### SELECTED PASSAGE
-- BEGIN --

Kaila Deitrich booted 44 extra points in 2010 for the Vikes and held the single-season and career records for extra points before Smeltz broke both marks.
“When I was little I knew that she was a kicker and I wanted to kick because she was a kicker,” Smeltz said of Deitrich. “I broke her record … I broke a girls’ record. A girl breaking another girls’ record in a male-dominated sport, that’s so cool.”
Smeltz isn’t just a girl kicker. She may be one of the most successful female athletes in Williams Valley school history.
In the 2024 calendar year so far, the 5-foot-10, 190-pound Smeltz was a starter on a Williams Valley girls’ basketball team that went 12-8 in the regular season (including a win over Division III champion Marian) and reached the District 11 Class AA playoffs before losing to Northern Lehigh.
In the spring, Smeltz hit .429 (33-for-77) with 32 RBIs, nine doubles and three homers as the Vikings’ softball team went 19-6, won the District 11 Class AA title and reached the second round of the PIAA playoffs before falling to Bald Eagle Area. Smeltz, a right-hander, was Williams Valley’s top pitcher, going 11-6 in 20 appearances with a 3.37 ERA and 116 strikeouts over 114.1 innings pitched.
This fall, in addition to football, Smeltz was the starting goalkeeper for the Williams Valley girls’ soccer team, earning All-Schuylkill League Division II first-team honors with 137 saves, four shutouts and an .856 save percentage in the regular season.
The Vikes finished 8-12-1 overall, qualifying for the Schuylkill League playoffs and reaching the District 11 Class A semifinals before losing 2-0 to eventual district champion and state semifinalist Moravian Academy. In the first round of districts, Smeltz pitched a shutout for 110 minutes and was then stellar stopping penalty kicks as the Vikings beat Minersville.
Her senior seasons for girls’ basketball and softball still lie ahead.
How does she manage all of that, plus her excellence in the classroom?
“I have a checklist on my notes app,” Smeltz explained. “I get really happy when I check things off. It kind of motivates me. If I want to go to Dunkin’ or something, I have to do something on my checklist first.”
Being the placekicker on the football team started with a conversation between Smeltz, her younger sister Quin and Ancheff in the Williams Valley weight room located alongside the baseball field in front of the high school.
“Summer going into 10th grade, I was down lifting in the weight room getting ready for soccer,” Smeltz said. “Ben said to me and my sister, ‘We need a kicker for the football team, do you want to try?’ At first, I was like, ‘No.’ But they were like, ‘Come up and try.’
“Alex (Achenbach), Kian (Krzyzanowski) and Evan (Achenbach) came up and shagged while Alex held. Me and Quin took turns kicking and it progressed from there.
“My dad was really, really into it,” she continued. “He was really behind the fact that we should kick. So we would come up in the summer in 10th grade, 11th grade and 12th grade and we would kick twice a week. That’s how I got better. And as I got bigger I got stronger.”

-- END --

### REQUIRED TASK A
Present the records, from their first line through the line that contains "[[159, 33, 502, 252], [482, 0, 603, 58]]", as a Markdown table with columns headed Row and Line, giving a row number and the line's text for each and skipping blank lines.

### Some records

-- BEGIN --

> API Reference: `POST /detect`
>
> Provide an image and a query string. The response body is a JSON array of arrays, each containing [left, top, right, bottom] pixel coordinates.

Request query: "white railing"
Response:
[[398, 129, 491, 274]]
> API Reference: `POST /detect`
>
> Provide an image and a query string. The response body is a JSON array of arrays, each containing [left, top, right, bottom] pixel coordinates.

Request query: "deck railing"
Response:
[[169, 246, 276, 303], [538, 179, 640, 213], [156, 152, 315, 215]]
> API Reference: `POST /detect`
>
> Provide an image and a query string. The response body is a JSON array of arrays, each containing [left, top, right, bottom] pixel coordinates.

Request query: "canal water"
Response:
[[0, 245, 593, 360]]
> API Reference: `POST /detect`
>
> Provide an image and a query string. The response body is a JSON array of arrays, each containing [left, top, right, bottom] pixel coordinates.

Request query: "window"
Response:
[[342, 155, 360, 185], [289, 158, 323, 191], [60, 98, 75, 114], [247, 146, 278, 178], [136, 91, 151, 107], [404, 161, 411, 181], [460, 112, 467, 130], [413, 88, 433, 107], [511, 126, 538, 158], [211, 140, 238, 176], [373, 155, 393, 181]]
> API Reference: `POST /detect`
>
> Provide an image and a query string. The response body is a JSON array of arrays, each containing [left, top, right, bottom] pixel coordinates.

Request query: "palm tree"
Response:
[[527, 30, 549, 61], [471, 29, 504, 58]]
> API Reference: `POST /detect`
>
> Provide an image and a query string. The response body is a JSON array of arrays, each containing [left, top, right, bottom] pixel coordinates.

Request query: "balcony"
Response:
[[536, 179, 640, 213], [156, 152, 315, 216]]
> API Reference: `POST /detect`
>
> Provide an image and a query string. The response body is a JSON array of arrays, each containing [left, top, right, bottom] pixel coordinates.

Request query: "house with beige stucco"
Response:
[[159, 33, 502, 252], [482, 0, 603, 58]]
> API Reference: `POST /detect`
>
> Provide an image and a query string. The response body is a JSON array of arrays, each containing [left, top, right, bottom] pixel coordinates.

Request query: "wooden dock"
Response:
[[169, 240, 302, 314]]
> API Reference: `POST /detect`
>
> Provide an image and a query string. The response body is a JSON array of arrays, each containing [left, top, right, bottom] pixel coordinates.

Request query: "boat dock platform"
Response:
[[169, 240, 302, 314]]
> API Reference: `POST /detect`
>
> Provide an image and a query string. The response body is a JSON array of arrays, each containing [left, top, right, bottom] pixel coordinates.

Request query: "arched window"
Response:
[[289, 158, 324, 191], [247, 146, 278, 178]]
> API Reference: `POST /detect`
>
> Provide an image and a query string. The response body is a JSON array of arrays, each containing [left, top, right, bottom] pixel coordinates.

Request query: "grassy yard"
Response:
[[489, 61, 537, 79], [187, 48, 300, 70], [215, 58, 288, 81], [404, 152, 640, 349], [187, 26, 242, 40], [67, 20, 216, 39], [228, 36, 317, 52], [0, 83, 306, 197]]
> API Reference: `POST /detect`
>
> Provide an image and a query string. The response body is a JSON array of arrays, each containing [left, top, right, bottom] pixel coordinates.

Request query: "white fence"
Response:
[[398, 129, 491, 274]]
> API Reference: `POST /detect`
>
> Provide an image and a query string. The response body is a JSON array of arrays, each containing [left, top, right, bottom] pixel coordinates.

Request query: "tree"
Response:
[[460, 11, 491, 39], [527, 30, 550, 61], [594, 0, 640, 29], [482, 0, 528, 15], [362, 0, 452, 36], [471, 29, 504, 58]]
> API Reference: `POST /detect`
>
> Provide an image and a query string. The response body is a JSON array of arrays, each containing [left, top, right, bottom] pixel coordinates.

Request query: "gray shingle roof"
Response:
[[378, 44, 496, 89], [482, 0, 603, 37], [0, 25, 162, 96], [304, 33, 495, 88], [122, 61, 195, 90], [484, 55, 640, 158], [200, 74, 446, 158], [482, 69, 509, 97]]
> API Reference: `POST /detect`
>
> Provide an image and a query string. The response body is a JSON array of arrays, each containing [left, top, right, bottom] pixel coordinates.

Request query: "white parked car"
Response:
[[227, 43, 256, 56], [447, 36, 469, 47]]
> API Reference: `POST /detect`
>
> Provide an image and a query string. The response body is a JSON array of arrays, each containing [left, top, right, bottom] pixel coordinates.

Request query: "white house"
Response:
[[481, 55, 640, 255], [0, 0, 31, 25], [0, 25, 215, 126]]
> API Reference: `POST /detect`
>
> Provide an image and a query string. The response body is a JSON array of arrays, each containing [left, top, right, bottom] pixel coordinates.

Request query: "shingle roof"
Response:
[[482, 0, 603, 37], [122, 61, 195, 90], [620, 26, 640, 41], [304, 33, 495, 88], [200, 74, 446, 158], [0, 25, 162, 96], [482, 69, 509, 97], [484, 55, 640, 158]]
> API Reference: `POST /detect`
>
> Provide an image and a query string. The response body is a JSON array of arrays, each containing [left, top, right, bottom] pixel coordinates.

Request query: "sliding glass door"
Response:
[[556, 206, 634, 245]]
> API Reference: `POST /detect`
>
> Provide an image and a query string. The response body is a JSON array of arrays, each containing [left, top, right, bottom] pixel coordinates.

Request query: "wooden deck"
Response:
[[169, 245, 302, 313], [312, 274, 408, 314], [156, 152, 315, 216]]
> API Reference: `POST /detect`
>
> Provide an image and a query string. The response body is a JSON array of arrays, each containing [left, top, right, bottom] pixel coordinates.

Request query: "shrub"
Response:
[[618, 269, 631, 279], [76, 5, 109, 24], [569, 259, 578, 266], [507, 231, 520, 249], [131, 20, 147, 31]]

-- END --

### REQUIRED TASK B
Answer these questions from the passage about Smeltz, one per line:
(i) How many extra points did Kaila Deitrich boot in 2010?
(ii) How many saves did Smeltz make as goalkeeper in the girls' soccer regular season?
(iii) Who held while Smeltz and Quin took turns kicking?

### TASK RESPONSE A
| Row | Line |
|---|---|
| 1 | > API Reference: `POST /detect` |
| 2 | > |
| 3 | > Provide an image and a query string. The response body is a JSON array of arrays, each containing [left, top, right, bottom] pixel coordinates. |
| 4 | Request query: "white railing" |
| 5 | Response: |
| 6 | [[398, 129, 491, 274]] |
| 7 | > API Reference: `POST /detect` |
| 8 | > |
| 9 | > Provide an image and a query string. The response body is a JSON array of arrays, each containing [left, top, right, bottom] pixel coordinates. |
| 10 | Request query: "deck railing" |
| 11 | Response: |
| 12 | [[169, 246, 276, 303], [538, 179, 640, 213], [156, 152, 315, 215]] |
| 13 | > API Reference: `POST /detect` |
| 14 | > |
| 15 | > Provide an image and a query string. The response body is a JSON array of arrays, each containing [left, top, right, bottom] pixel coordinates. |
| 16 | Request query: "canal water" |
| 17 | Response: |
| 18 | [[0, 245, 593, 360]] |
| 19 | > API Reference: `POST /detect` |
| 20 | > |
| 21 | > Provide an image and a query string. The response body is a JSON array of arrays, each containing [left, top, right, bottom] pixel coordinates. |
| 22 | Request query: "window" |
| 23 | Response: |
| 24 | [[342, 155, 360, 185], [289, 158, 323, 191], [60, 98, 75, 114], [247, 146, 278, 178], [136, 91, 151, 107], [404, 161, 411, 181], [460, 112, 467, 130], [413, 88, 433, 107], [511, 126, 538, 158], [211, 140, 238, 176], [373, 155, 393, 181]] |
| 25 | > API Reference: `POST /detect` |
| 26 | > |
| 27 | > Provide an image and a query string. The response body is a JSON array of arrays, each containing [left, top, right, bottom] pixel coordinates. |
| 28 | Request query: "palm tree" |
| 29 | Response: |
| 30 | [[527, 30, 549, 61], [471, 29, 504, 58]] |
| 31 | > API Reference: `POST /detect` |
| 32 | > |
| 33 | > Provide an image and a query string. The response body is a JSON array of arrays, each containing [left, top, right, bottom] pixel coordinates. |
| 34 | Request query: "balcony" |
| 35 | Response: |
| 36 | [[536, 179, 640, 213], [156, 152, 315, 216]] |
| 37 | > API Reference: `POST /detect` |
| 38 | > |
| 39 | > Provide an image and a query string. The response body is a JSON array of arrays, each containing [left, top, right, bottom] pixel coordinates. |
| 40 | Request query: "house with beige stucco" |
| 41 | Response: |
| 42 | [[159, 33, 502, 252], [482, 0, 603, 58]] |

### TASK RESPONSE B
(i) 44
(ii) 137
(iii) Alex (Achenbach)